SELECTED TEXT:
++++

# "Butchering" Costco style primals?



## deputy (Jan 16, 2012)

Hey all, been awhile - had a pretty busy year. 

I'm thinking about buying Costco primals to save some expense on meat when I think I'm probably fairly capable of breaking down the whole pieces. They've started carrying (in my neck of the woods) "antibiotic free" 1/2 primals. Also, I thought that getting into dry aging could be interesting. Further, the whole primal thing just seems fun. 

I've picked up a striploin 1/2 and will be making my first attempt at chopping it down to steaks tonight. Watched some youtube, seems straightforward enough. 

Knife-wise, what do you recommend? I was thinking I'd do most of it with my Kagayaki 150mm petty for trimming etc and then slicing steaks with my 270mm Suji (Hattori FH...love this knife, btw). I also have most other standards on hand, including some no name pretty stiff curved filleting knife. I doubt I need anything new to do an adequate job but in my "butcher" searches, I didn't find much of direct correspondence to this topic.

BDL, you had a good one a few years ago with madcowcutlery chiming in but that was for slightly bigger butchery, I thought.

Anyhow, thoughts will be appreciated, as always.


----------



## franzb69 (Jul 9, 2012)

looks like you're good with the suji and the petty. a gyuto would be more versatile than sujis for meats.

++++

ACTIVITY:
Copy the passage of the forum thread on breaking down Costco primals word for word, starting at "I've picked up" and ending at "to this topic.".

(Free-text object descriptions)

++++

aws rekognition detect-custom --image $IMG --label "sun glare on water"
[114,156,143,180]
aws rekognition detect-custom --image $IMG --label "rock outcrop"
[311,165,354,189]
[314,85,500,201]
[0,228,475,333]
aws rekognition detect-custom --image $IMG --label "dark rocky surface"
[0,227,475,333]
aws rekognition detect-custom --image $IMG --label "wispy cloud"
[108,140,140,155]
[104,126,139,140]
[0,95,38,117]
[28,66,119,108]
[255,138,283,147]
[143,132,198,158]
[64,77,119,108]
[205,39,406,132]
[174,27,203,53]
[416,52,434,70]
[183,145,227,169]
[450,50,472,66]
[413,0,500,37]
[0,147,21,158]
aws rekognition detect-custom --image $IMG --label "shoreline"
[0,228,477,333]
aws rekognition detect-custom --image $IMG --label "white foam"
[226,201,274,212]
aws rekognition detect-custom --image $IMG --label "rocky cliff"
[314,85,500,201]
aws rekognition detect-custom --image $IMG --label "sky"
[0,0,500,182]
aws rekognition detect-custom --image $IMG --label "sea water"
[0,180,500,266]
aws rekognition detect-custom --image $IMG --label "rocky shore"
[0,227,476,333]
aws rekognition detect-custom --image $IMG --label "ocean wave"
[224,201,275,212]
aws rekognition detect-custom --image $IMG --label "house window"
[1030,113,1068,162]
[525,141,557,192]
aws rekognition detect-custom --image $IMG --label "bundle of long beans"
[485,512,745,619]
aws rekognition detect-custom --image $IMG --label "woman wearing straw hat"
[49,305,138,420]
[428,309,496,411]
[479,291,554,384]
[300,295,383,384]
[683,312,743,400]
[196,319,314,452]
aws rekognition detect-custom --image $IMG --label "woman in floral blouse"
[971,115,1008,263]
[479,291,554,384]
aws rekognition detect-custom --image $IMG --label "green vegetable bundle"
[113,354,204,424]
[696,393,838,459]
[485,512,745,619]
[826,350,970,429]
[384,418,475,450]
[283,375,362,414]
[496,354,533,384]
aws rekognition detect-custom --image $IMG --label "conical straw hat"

++++

OUTPUT FOR THIS EXERCISE:
I've picked up a striploin 1/2 and will be making my first attempt at chopping it down to steaks tonight. Watched some youtube, seems straightforward enough. 

Knife-wise, what do you recommend? I was thinking I'd do most of it with my Kagayaki 150mm petty for trimming etc and then slicing steaks with my 270mm Suji (Hattori FH...love this knife, btw). I also have most other standards on hand, including some no name pretty stiff curved filleting knife. I doubt I need anything new to do an adequate job but in my "butcher" searches, I didn't find much of direct correspondence to this topic.